TASK GOAL:
The listing below must be reproduced in full, exactly as written.

• • • • • • •

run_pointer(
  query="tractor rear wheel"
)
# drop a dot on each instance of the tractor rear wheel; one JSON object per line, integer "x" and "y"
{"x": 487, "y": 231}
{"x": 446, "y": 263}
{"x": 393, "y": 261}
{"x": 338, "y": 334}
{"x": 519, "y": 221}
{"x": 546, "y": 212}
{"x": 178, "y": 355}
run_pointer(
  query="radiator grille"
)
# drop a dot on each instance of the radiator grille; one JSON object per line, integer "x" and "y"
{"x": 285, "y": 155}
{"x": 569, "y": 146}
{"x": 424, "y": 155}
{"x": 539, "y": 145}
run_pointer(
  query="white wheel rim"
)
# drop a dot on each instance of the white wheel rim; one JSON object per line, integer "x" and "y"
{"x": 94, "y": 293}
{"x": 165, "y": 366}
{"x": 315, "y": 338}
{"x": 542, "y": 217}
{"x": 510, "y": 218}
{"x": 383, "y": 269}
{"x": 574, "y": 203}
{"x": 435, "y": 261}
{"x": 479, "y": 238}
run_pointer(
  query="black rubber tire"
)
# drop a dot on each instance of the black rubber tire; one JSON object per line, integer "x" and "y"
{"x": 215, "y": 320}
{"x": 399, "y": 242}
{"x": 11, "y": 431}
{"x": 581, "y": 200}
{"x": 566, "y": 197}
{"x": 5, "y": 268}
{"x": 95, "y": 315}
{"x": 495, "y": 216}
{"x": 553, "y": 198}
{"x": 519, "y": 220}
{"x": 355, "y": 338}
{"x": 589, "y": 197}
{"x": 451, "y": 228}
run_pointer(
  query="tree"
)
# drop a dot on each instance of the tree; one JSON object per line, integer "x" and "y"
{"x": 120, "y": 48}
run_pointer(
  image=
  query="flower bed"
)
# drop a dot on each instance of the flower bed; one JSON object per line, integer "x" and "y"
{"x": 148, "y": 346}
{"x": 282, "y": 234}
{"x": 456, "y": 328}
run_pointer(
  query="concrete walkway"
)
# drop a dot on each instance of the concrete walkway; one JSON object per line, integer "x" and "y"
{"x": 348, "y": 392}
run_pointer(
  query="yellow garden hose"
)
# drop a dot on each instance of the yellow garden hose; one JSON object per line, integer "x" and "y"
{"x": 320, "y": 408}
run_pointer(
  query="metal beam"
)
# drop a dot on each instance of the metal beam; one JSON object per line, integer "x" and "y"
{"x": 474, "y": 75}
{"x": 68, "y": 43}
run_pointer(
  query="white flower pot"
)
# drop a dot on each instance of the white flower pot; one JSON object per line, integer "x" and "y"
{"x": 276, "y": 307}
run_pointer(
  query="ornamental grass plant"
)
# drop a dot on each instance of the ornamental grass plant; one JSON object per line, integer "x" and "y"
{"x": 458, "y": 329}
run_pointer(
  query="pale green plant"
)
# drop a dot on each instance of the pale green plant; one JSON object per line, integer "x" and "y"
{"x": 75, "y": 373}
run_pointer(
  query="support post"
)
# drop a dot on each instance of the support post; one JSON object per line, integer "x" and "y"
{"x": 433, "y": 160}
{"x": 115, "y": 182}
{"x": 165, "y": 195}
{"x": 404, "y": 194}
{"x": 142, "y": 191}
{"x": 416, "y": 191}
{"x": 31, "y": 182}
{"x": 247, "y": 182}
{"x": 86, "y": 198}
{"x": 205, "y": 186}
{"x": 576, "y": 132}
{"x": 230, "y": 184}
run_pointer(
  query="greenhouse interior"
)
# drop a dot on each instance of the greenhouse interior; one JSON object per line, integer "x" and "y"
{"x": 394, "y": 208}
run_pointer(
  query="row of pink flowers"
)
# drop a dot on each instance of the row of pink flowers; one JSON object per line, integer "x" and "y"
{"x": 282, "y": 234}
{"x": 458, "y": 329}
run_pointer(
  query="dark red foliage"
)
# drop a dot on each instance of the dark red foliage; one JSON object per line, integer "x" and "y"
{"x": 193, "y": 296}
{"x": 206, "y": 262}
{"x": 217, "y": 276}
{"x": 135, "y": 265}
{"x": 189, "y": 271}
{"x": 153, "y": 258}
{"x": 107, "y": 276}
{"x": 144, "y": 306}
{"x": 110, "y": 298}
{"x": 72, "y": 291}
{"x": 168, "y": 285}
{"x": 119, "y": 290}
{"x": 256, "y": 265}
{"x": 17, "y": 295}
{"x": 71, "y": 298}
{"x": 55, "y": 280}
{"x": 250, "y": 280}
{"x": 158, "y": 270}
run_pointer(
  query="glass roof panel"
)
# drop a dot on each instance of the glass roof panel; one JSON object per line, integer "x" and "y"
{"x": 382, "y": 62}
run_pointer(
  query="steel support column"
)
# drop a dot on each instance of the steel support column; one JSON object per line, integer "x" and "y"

• • • • • • •

OUTPUT OF THE TASK:
run_pointer(
  query="tractor rear wheel"
)
# drop a dot on each instance of the tractor rear wheel; one JSON object per line, integer "x" and "y"
{"x": 487, "y": 231}
{"x": 446, "y": 263}
{"x": 393, "y": 261}
{"x": 338, "y": 334}
{"x": 519, "y": 221}
{"x": 546, "y": 212}
{"x": 178, "y": 355}
run_pointer(
  query="radiator grille"
)
# drop a dot on each instance of the radiator grille; one JSON object per line, integer "x" and "y"
{"x": 285, "y": 155}
{"x": 569, "y": 146}
{"x": 424, "y": 155}
{"x": 539, "y": 145}
run_pointer(
  query="white wheel rim"
)
# drop a dot on each instance of the white wheel rim; one JSON object per line, integer "x" and "y"
{"x": 94, "y": 293}
{"x": 165, "y": 366}
{"x": 315, "y": 338}
{"x": 542, "y": 217}
{"x": 510, "y": 218}
{"x": 383, "y": 269}
{"x": 574, "y": 203}
{"x": 435, "y": 261}
{"x": 479, "y": 238}
run_pointer(
  query="black rubber tire"
)
# drop a dot on each instance of the black rubber tire; one JSON object per line, integer "x" and "y"
{"x": 215, "y": 320}
{"x": 399, "y": 242}
{"x": 11, "y": 431}
{"x": 581, "y": 200}
{"x": 566, "y": 197}
{"x": 5, "y": 268}
{"x": 95, "y": 315}
{"x": 495, "y": 216}
{"x": 553, "y": 198}
{"x": 519, "y": 220}
{"x": 355, "y": 338}
{"x": 589, "y": 197}
{"x": 451, "y": 228}
run_pointer(
  query="tree"
)
# drop a dot on each instance of the tree; one JSON object per line, integer "x" and "y"
{"x": 120, "y": 48}
run_pointer(
  image=
  query="flower bed"
)
# drop a dot on each instance of the flower bed; one JSON object per line, integer "x" and "y"
{"x": 148, "y": 346}
{"x": 282, "y": 234}
{"x": 456, "y": 328}
run_pointer(
  query="concrete walkway"
)
# drop a dot on each instance of the concrete walkway; one JSON object per line, integer "x" and "y"
{"x": 348, "y": 392}
run_pointer(
  query="yellow garden hose"
)
# drop a dot on each instance of the yellow garden hose; one JSON object per line, integer "x" and "y"
{"x": 320, "y": 408}
run_pointer(
  query="metal beam"
)
# drop a dot on each instance of the metal beam; one JSON object per line, integer "x" and "y"
{"x": 474, "y": 75}
{"x": 68, "y": 43}
run_pointer(
  query="white flower pot"
)
# drop a dot on each instance of the white flower pot; one JSON object per line, integer "x" and "y"
{"x": 276, "y": 307}
run_pointer(
  query="ornamental grass plant"
)
# drop a dot on each instance of the ornamental grass plant; one JSON object per line, integer "x" and "y"
{"x": 458, "y": 329}
run_pointer(
  query="pale green plant"
)
# drop a dot on each instance of the pale green plant; one JSON object per line, integer "x" and "y"
{"x": 75, "y": 373}
run_pointer(
  query="support post"
)
# drop a dot on each instance of the support post; one JSON object per line, integer "x" and "y"
{"x": 433, "y": 160}
{"x": 115, "y": 182}
{"x": 165, "y": 195}
{"x": 404, "y": 194}
{"x": 142, "y": 191}
{"x": 416, "y": 191}
{"x": 31, "y": 182}
{"x": 247, "y": 182}
{"x": 86, "y": 198}
{"x": 205, "y": 186}
{"x": 576, "y": 132}
{"x": 230, "y": 184}
run_pointer(
  query="greenhouse interior"
)
# drop a dot on each instance of the greenhouse interior; one JSON object per line, integer "x" and "y"
{"x": 394, "y": 208}
run_pointer(
  query="row of pink flowers"
)
# drop a dot on each instance of the row of pink flowers; one JSON object per line, integer "x" and "y"
{"x": 282, "y": 234}
{"x": 458, "y": 329}
run_pointer(
  query="dark red foliage"
)
# drop a dot on each instance of the dark red foliage; one JSON object per line, integer "x" and "y"
{"x": 193, "y": 296}
{"x": 206, "y": 262}
{"x": 217, "y": 276}
{"x": 135, "y": 265}
{"x": 189, "y": 271}
{"x": 153, "y": 258}
{"x": 107, "y": 276}
{"x": 144, "y": 306}
{"x": 110, "y": 298}
{"x": 72, "y": 291}
{"x": 168, "y": 285}
{"x": 119, "y": 290}
{"x": 256, "y": 265}
{"x": 17, "y": 295}
{"x": 71, "y": 298}
{"x": 55, "y": 280}
{"x": 250, "y": 280}
{"x": 158, "y": 270}
run_pointer(
  query="glass roof panel"
)
# drop a dot on each instance of the glass roof panel; one JSON object per line, integer "x" and "y"
{"x": 382, "y": 62}
run_pointer(
  query="steel support column"
)
# drop a dot on each instance of the steel support column; one JSON object per line, integer "x" and "y"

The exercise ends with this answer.